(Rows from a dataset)
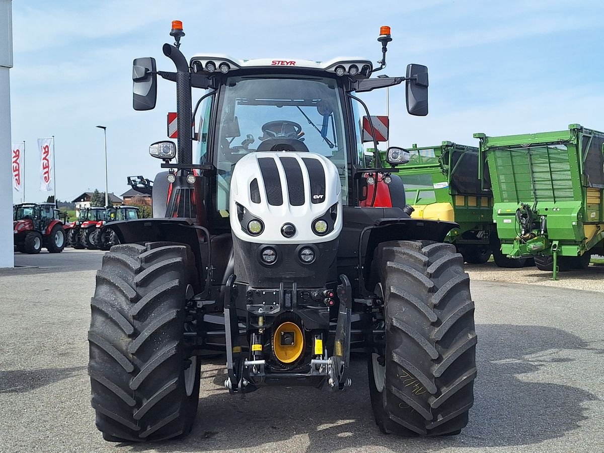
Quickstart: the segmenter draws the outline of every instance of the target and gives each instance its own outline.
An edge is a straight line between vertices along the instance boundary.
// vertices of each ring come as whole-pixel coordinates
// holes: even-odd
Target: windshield
[[[345,203],[346,143],[338,83],[324,77],[234,77],[223,86],[219,106],[216,209],[228,209],[231,173],[254,151],[310,152],[338,167]]]
[[[34,218],[34,208],[33,206],[19,208],[17,210],[17,211],[14,213],[14,220],[21,220],[24,219],[33,219]]]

▶ _EXERCISE INSTRUCTIONS_
Reproduce the rows above word for word, from their first line down through the line that contains "Target: windshield", including both ends. Leave the pictures out.

▶ _TASK OUTPUT_
Quickstart: the segmenter draws the outline of every instance of the target and gives each instance its own outline.
An edge is a straight line between vertices along the instance boundary.
// vertices of each ring come as whole-pixel coordinates
// holes: even-odd
Target: windshield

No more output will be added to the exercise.